## SELECTED TEXT
______________________________
To answer Robert Crawley's indignant question: I put Horvath's hypothesis
about algal mats on Mars at the very end of my lengthy article because it
sems to be considered extremely unlikely by the scientific community in
general -- the surface of Mars is a very nasty environment for any kind of
living things, there are (as I said) all sorts of plausible non-organic
explanations, and the evidence Horvath provided for their being algal mats
rather than simple patterns of defrosting was (as I pointed out) so thin
that even a non-scientist can see holes in it.  If he turns out to be
correct, I'll hvae an awful lot of crow to eat -- but the odds are extremely
strong that I am correct.

The best way to double-check on the hypothesis would be simply to take
near-IR spectra of the dark areas -- which should be able to clearly detect
chlorophyll or any other organic substances in them, as well as detecting
water frost and CO2 frost, and identifying different types of minerals
(sulfates?) that may exist in the dunes.  The "OMEGA" near-IR spectrometer
on Mars Express -- which has a top resolution of several hundred meters --
may well be able to do the job adequately, since some of the dark areas are
over a kilometer across.  If it doesn't, the much higher-resolution near-IR
spectrometer planned for the 2005 U.S. orbiter should certainly be able to
do so.

One other note: how much has the contrast been cranked up in the released
MGS photos beyond that which would be seen by the naked eye, in order to
bring out detail?  It may be that these "dark" spots aren't nearly as
dramatically dark-looking as they appear in the photos (as is the
explanation for the famous "White Rock", which isn't nearly that white).
______________________________
## DATASET ROWS
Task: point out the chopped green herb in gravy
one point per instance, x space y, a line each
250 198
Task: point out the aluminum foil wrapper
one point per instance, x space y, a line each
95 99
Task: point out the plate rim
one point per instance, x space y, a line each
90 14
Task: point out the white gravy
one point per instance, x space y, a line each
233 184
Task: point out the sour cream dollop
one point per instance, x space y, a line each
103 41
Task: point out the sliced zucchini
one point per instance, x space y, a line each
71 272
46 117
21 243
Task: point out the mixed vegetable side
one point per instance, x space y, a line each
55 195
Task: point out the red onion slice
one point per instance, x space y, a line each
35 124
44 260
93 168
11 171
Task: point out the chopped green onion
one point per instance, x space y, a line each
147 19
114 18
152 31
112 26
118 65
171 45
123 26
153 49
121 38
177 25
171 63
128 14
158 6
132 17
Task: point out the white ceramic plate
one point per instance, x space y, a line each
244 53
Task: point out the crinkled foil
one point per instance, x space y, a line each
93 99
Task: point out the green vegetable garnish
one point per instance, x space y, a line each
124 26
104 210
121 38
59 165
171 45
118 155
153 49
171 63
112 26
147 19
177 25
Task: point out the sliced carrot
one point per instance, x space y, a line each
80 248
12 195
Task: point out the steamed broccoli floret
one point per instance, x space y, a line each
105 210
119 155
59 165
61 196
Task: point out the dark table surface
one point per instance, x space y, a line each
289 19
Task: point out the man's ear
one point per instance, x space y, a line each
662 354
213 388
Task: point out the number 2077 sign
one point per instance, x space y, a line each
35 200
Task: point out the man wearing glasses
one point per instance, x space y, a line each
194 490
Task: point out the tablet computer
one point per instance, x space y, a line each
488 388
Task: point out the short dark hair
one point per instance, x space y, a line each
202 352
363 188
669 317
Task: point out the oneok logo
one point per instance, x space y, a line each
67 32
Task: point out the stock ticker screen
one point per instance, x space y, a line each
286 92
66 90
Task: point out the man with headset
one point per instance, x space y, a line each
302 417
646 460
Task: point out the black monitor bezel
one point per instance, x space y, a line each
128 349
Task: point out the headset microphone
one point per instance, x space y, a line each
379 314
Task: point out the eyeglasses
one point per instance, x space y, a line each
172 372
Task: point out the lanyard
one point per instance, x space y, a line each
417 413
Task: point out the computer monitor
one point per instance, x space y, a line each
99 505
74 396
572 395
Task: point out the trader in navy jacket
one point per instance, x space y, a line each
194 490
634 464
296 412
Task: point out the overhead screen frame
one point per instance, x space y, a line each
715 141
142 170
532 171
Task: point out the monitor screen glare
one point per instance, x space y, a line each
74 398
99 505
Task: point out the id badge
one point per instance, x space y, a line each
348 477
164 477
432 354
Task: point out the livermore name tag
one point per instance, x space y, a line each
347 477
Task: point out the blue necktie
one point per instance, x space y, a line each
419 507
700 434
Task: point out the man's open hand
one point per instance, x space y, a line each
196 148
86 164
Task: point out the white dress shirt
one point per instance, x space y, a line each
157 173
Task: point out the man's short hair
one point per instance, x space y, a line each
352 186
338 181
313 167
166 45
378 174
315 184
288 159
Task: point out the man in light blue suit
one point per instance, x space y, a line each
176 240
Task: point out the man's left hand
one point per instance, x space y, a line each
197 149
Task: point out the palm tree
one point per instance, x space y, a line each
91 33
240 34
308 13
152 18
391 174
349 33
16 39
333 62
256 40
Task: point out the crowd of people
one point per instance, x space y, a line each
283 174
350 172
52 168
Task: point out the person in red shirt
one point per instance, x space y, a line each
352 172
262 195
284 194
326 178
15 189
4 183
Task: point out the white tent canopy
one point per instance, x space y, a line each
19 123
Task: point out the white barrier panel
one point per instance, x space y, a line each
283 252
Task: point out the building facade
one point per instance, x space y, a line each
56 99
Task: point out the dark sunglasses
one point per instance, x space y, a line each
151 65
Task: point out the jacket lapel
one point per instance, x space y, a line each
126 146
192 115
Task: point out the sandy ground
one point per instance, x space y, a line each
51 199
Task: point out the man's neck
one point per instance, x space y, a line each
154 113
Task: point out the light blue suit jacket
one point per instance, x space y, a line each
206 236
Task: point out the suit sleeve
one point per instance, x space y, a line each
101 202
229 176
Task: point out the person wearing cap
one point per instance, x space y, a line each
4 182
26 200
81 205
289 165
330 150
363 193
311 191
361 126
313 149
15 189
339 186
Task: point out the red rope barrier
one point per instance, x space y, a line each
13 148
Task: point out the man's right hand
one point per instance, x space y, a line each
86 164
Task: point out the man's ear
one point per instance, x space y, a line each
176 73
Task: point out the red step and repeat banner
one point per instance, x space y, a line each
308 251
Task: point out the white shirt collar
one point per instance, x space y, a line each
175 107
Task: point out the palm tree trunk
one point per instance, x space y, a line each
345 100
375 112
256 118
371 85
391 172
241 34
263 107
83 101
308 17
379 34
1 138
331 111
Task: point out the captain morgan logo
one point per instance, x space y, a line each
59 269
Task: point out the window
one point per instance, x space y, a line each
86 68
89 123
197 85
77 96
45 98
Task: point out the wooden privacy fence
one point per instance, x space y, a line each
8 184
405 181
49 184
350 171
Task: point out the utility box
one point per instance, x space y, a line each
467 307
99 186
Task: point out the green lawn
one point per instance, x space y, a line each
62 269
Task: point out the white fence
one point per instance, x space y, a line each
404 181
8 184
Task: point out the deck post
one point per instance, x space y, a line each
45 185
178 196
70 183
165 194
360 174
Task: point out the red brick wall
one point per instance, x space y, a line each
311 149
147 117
______________________________
## GIVEN TASK
How would the passage on Horvath's algal-mat hypothesis for Mars continue after its final paragraph? Write the next part.

## THE REPLY
Finally, I got the following message yesterday.  Mr. Orme has indeed
discovered a long parade of strange-looking -- and often eerily beautiful --
patterns of light and dark networks in Mars' polar areas, including the
picture reprinted by Skipper ).  Many whitish lines
as thin-looking as those in the Skipper photo exist in all sorts of
non-radial patterns, as well as a few other radial patterns like those in
the Skipper photo -- leaving no doubt that we're looking at some sort of
frost-connected phenomenon, which may be running along the crests of dunes
in many cases.  There are also some equally thready -- and sometimes
radial -- DARK "threads".  I have no doubt that we're looking at seasonal
meteorological phenomena, although they're completely non-Earthly and maybe
quite complex in nature.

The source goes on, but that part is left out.